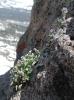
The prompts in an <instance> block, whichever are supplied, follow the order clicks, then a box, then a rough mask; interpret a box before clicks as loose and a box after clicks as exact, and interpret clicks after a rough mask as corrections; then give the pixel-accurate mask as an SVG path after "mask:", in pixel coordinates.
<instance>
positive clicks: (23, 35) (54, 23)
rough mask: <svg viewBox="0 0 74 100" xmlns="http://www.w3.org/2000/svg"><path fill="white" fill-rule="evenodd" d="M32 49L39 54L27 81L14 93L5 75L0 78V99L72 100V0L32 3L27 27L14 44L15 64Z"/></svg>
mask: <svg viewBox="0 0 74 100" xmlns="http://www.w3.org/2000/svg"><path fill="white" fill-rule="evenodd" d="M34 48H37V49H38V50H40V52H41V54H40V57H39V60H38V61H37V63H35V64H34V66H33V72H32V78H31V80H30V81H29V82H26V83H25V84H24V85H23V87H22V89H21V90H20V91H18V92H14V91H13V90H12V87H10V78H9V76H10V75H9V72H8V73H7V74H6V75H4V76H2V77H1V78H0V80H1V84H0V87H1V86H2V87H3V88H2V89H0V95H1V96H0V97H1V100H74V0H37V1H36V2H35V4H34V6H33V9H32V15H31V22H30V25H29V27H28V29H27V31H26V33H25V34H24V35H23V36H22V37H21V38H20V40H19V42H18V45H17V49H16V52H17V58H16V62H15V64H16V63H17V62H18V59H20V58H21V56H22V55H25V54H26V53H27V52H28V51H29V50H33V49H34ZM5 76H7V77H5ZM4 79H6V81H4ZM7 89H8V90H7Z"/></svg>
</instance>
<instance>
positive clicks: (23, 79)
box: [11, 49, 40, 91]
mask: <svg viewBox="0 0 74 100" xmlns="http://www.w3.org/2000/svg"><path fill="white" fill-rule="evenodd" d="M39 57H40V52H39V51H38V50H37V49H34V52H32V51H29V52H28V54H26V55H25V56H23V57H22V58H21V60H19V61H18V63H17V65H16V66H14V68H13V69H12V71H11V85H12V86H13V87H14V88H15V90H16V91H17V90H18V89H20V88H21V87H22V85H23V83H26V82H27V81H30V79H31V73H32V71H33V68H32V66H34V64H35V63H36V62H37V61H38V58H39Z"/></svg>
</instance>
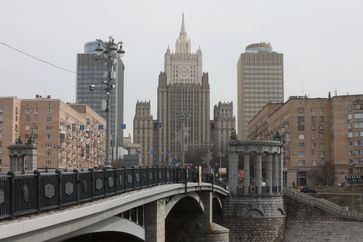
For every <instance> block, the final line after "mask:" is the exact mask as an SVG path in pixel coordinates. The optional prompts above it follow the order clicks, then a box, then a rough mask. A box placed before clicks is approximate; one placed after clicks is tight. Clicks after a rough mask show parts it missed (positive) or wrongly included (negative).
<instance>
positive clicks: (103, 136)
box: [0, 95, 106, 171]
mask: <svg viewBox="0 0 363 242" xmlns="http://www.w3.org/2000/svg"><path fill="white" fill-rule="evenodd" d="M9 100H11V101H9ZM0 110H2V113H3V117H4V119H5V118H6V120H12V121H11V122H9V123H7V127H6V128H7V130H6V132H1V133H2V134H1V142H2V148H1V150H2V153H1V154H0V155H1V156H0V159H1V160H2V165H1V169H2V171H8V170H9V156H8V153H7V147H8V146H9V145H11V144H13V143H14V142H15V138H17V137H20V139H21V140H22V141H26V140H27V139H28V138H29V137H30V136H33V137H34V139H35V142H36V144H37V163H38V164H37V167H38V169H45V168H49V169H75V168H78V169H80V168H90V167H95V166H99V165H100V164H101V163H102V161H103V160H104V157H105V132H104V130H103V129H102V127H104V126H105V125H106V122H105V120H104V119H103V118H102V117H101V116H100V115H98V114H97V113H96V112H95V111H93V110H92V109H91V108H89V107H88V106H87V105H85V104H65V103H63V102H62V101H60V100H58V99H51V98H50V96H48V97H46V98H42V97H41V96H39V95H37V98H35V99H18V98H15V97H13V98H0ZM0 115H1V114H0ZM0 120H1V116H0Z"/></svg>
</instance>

*AIM OF THE TASK:* Your reply must contain each entry exactly as written and no pictures.

*EXERCISE RESPONSE:*
The prompts in an <instance> block, whichever are supplied, follow the order clicks, then a box, then a rough mask; interpret a box before clicks as loose and a box after clicks as exact, and interpret clicks after a rough mask as corrections; then give the pixel-accurate mask as an SVG path after "mask:", in pixel coordinates.
<instance>
positive clicks: (23, 35) (54, 23)
rough mask: <svg viewBox="0 0 74 100" xmlns="http://www.w3.org/2000/svg"><path fill="white" fill-rule="evenodd" d="M32 49L39 54L27 81L14 93L5 75L0 78V99L72 100V0L32 3L27 27L14 44L15 64Z"/></svg>
mask: <svg viewBox="0 0 74 100" xmlns="http://www.w3.org/2000/svg"><path fill="white" fill-rule="evenodd" d="M34 48H37V49H38V50H40V52H41V54H40V57H39V60H38V61H37V63H35V64H34V66H33V72H32V78H31V80H30V81H29V82H26V83H25V84H24V85H23V87H22V89H21V90H20V91H18V92H14V91H13V90H12V87H10V78H9V76H10V75H9V72H8V73H7V74H6V75H4V76H2V77H1V78H0V80H1V84H0V87H1V86H2V87H3V88H2V89H0V95H1V96H0V97H1V100H74V0H37V1H36V2H35V4H34V6H33V9H32V15H31V22H30V25H29V27H28V29H27V31H26V33H25V34H24V35H23V36H22V37H21V38H20V40H19V42H18V45H17V49H16V52H17V58H16V62H15V64H16V63H17V62H18V59H20V58H21V56H22V55H25V54H26V53H27V52H28V51H29V50H33V49H34ZM5 76H7V77H5ZM4 79H6V81H4ZM7 89H8V90H7Z"/></svg>
</instance>
<instance>
positive clicks: (23, 79)
box: [11, 49, 40, 91]
mask: <svg viewBox="0 0 74 100" xmlns="http://www.w3.org/2000/svg"><path fill="white" fill-rule="evenodd" d="M39 57H40V52H39V51H38V50H37V49H34V52H32V51H29V52H28V54H26V55H25V56H23V57H22V58H21V60H19V61H18V63H17V65H16V66H14V68H13V69H12V71H11V85H12V86H13V87H14V88H15V90H16V91H17V90H18V89H20V88H21V87H22V85H23V83H26V82H27V81H30V79H31V73H32V71H33V68H32V66H34V64H35V63H36V62H37V61H38V58H39Z"/></svg>
</instance>
For every <instance> block, the final line after "mask:" is the exact mask as an SVG path in pixel coordinates. The optional prompts above it follow the order clicks, then a box, then a rough mask. A box placed before clicks is approximate; one placed after clicks is tight. Clicks after a rough mask show parts it missed (positive) or wrongly included (negative).
<instance>
positive clicks: (103, 136)
box: [0, 95, 106, 171]
mask: <svg viewBox="0 0 363 242" xmlns="http://www.w3.org/2000/svg"><path fill="white" fill-rule="evenodd" d="M9 100H11V101H9ZM0 110H2V113H3V117H4V119H5V118H6V120H12V121H11V122H9V123H7V127H6V128H7V130H6V132H1V133H2V134H1V142H2V148H1V150H2V153H1V154H0V155H1V156H0V159H1V160H2V165H1V169H2V171H8V170H9V156H8V153H7V147H8V146H9V145H11V144H13V143H14V142H15V138H17V137H20V139H21V140H22V141H26V140H27V139H28V138H29V137H30V136H33V137H34V139H35V142H36V144H37V163H38V164H37V167H38V169H45V168H49V169H75V168H78V169H80V168H90V167H95V166H99V165H100V164H101V163H102V161H103V160H104V157H105V132H104V130H103V129H102V127H104V126H105V125H106V122H105V120H104V119H103V118H102V117H101V116H100V115H98V114H97V113H96V112H95V111H93V110H92V109H91V108H89V107H88V106H87V105H85V104H65V103H63V102H62V101H60V100H58V99H51V98H50V96H48V97H46V98H42V97H41V96H39V95H37V98H35V99H18V98H15V97H13V98H0ZM0 115H1V114H0ZM0 120H1V116H0Z"/></svg>
</instance>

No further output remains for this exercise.